### INFORMATION SHOWN
--

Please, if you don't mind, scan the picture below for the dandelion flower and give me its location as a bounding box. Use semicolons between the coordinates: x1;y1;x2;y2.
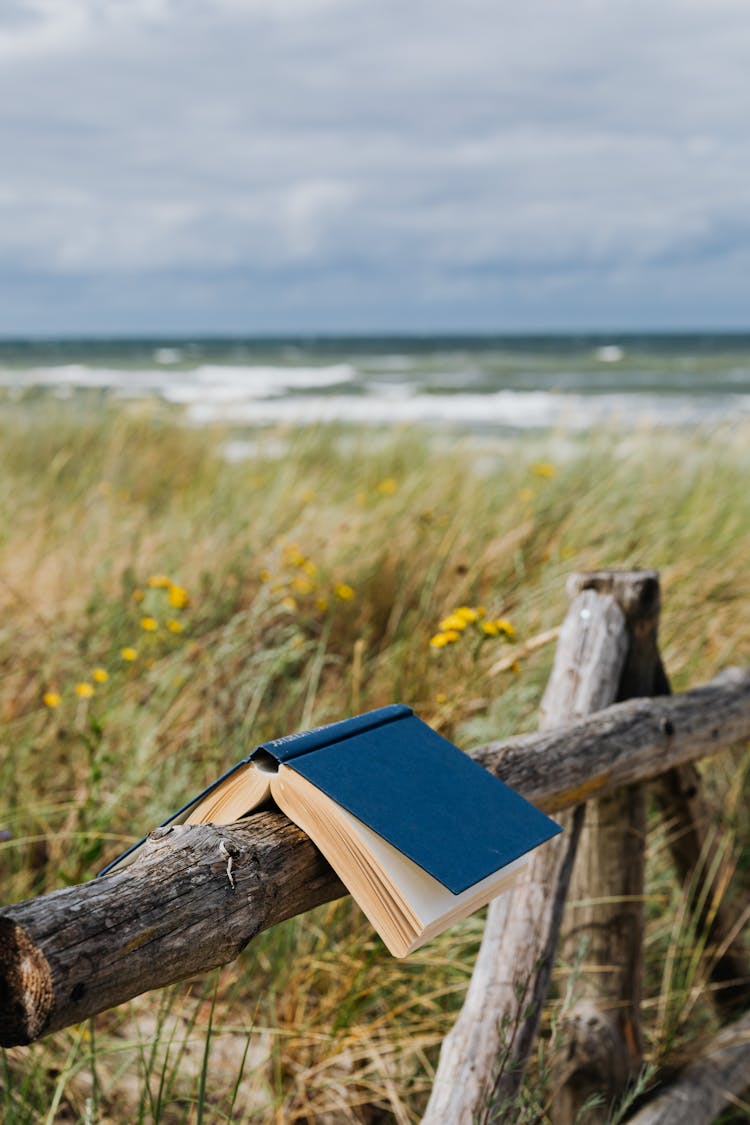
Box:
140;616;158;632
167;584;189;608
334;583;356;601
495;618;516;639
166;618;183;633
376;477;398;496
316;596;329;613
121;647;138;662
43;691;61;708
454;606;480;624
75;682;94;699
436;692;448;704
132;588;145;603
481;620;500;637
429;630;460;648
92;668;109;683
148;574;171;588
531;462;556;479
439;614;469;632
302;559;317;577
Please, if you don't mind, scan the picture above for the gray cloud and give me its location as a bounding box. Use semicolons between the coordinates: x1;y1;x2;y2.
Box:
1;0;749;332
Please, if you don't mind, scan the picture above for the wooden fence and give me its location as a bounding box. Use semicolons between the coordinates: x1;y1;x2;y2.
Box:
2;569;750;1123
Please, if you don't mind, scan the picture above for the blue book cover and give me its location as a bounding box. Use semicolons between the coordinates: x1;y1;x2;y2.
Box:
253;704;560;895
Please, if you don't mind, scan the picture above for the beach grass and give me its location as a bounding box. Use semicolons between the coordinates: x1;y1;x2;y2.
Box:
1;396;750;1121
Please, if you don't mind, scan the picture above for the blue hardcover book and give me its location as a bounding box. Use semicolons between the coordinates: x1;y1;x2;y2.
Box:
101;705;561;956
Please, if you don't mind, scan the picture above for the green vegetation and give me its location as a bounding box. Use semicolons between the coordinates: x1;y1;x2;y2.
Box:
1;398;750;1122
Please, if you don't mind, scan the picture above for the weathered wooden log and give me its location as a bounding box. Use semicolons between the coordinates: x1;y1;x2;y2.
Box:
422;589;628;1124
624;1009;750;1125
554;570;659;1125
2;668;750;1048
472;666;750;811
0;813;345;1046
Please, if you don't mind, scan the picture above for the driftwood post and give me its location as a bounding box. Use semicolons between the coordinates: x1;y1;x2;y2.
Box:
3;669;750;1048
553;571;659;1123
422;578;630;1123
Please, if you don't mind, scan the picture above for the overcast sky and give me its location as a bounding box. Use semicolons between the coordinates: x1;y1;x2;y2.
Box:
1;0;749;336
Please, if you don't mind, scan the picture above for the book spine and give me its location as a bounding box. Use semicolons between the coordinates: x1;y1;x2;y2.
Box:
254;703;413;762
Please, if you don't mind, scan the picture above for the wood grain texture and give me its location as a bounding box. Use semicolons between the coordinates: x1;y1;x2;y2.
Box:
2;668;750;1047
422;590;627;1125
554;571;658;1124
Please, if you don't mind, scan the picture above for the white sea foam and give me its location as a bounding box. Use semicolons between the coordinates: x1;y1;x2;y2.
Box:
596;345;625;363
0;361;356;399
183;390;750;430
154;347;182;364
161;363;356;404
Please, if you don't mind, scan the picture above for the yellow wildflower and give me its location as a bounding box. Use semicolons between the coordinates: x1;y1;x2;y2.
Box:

--

### GOAL OF THE EXERCISE
Wherever the string "wooden" occurs in the listing, return the line it sits on.

### TASK SOLUTION
Please, if you don't mind, scan the picture above for the wooden fence and give me its location as a bounding box. Use semicolons between the coordinates: x1;y1;x2;y2.
Please, if you don't mind, scan the picture above for the weathered wooden log and give me its location as a bounding box. Use semicolons between the coordinates: x1;y1;x2;y2.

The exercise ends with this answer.